* Exercise directions *
Beginning at the line that holds "Indicate every instance of the bird's", restate each line exactly through the final line of the records. Include both of those lines.

* Collection entries *
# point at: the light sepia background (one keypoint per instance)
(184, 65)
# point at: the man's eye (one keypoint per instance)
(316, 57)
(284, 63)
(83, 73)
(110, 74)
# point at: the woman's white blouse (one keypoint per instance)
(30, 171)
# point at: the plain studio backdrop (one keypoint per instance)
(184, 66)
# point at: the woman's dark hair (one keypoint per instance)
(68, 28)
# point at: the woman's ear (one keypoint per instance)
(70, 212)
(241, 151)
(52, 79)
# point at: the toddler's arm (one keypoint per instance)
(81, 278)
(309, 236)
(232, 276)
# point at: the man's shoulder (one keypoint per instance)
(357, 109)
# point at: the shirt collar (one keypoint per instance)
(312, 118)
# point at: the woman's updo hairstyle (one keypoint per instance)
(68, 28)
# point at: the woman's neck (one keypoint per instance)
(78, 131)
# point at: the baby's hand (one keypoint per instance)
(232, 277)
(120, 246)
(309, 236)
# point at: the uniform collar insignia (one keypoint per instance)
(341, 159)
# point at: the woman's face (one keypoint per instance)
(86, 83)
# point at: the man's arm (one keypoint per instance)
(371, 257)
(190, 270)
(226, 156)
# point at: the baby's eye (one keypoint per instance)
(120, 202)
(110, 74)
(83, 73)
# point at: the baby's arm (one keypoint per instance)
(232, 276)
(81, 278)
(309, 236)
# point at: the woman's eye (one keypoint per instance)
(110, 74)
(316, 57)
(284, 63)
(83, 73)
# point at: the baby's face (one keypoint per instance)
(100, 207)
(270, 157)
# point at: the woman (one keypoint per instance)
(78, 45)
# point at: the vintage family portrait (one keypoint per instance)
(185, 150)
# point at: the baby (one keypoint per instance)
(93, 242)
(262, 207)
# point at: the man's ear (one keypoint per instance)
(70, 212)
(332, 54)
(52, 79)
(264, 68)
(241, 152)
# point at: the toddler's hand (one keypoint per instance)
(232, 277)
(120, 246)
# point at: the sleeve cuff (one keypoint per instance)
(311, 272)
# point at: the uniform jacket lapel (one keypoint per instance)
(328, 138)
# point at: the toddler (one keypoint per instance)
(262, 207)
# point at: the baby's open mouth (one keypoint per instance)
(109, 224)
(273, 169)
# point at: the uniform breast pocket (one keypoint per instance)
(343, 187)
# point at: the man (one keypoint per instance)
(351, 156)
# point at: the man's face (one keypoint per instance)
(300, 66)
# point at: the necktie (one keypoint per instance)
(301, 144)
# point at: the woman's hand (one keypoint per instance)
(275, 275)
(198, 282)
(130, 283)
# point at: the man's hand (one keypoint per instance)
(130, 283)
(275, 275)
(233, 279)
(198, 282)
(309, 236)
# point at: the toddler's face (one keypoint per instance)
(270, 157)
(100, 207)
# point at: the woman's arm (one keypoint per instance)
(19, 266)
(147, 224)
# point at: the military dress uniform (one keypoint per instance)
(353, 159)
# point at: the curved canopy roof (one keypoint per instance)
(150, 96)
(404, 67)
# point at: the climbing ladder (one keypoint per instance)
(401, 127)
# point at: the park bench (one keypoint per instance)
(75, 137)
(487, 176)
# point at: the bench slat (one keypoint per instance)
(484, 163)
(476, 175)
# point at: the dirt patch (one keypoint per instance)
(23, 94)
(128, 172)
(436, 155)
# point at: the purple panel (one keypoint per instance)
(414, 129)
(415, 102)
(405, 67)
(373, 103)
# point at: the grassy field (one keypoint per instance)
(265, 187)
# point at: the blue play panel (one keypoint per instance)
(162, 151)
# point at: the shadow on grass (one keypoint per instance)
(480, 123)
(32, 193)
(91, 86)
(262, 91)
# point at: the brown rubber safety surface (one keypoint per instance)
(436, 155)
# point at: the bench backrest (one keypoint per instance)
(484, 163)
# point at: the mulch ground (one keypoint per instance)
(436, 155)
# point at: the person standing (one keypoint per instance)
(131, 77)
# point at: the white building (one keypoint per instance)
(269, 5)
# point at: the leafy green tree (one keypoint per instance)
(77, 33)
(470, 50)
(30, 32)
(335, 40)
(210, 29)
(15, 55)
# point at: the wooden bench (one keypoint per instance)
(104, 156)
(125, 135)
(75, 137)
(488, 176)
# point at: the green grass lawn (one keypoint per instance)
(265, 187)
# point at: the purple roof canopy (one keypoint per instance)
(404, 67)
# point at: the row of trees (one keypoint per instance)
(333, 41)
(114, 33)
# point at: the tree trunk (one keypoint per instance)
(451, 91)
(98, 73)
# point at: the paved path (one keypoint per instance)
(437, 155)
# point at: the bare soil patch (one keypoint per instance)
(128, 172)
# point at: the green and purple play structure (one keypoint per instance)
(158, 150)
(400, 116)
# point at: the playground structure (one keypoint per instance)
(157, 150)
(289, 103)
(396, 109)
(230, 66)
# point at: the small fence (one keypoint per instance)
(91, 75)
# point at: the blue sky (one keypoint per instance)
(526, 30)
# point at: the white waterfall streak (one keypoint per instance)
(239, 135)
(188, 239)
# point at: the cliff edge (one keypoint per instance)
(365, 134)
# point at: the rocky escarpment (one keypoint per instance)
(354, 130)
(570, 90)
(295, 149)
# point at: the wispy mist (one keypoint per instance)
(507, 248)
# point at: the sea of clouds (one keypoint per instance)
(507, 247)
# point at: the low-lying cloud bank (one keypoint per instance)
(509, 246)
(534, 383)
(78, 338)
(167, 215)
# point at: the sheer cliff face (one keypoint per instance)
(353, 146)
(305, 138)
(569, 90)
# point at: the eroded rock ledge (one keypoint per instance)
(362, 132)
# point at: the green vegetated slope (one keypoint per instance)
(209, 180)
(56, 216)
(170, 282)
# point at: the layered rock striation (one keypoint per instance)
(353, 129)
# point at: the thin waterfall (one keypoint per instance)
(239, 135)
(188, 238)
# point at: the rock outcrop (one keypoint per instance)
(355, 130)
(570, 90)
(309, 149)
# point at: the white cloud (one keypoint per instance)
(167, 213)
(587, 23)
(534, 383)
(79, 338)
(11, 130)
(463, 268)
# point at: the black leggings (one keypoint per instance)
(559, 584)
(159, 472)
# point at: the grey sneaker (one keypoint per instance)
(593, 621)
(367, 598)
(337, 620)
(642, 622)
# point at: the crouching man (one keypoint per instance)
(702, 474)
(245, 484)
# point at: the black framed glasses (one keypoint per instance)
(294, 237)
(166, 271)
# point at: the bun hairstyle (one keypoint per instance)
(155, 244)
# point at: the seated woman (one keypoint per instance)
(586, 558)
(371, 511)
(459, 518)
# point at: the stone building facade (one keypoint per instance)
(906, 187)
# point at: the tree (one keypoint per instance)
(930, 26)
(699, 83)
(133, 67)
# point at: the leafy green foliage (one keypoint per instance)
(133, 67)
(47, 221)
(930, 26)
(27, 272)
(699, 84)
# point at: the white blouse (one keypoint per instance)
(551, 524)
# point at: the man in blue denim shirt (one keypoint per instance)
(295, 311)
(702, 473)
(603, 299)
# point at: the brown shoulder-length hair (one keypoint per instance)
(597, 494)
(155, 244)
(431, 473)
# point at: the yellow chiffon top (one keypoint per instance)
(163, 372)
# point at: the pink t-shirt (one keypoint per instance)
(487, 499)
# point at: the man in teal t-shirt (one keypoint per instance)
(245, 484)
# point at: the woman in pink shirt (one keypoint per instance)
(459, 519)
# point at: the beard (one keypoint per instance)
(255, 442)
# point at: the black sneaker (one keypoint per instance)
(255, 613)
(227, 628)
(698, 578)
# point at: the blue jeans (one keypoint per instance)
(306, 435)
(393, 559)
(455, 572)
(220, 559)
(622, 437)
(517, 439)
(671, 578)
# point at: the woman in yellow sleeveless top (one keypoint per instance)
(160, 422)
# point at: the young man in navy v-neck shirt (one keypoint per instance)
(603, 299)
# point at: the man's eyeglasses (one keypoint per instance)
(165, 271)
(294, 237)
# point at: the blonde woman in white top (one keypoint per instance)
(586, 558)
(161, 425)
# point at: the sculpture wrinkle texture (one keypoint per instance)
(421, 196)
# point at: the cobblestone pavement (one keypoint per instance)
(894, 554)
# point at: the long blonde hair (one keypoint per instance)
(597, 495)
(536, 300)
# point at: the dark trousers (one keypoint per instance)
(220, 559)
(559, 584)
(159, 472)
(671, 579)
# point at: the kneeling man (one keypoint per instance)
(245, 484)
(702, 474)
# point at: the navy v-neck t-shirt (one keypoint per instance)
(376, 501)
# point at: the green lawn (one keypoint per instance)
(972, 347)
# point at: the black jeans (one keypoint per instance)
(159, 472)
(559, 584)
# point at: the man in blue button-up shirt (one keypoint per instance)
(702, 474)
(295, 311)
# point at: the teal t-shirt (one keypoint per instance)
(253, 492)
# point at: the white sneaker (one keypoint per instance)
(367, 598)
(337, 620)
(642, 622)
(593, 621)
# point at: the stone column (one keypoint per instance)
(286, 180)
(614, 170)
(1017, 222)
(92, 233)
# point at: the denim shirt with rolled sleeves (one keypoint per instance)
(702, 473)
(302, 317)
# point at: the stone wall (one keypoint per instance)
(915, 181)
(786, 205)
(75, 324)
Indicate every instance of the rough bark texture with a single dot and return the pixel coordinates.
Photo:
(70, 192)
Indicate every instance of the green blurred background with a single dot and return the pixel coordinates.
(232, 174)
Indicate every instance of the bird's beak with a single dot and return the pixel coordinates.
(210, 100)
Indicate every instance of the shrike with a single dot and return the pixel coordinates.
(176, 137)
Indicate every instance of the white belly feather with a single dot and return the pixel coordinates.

* Expected answer *
Indicate every instance of the bird's beak with a single dot and return the pixel coordinates.
(210, 100)
Indicate every instance of the shrike with a single dot and return the pixel coordinates.
(176, 137)
Indicate every instance of the white belly feather with a single dot and return the pixel coordinates.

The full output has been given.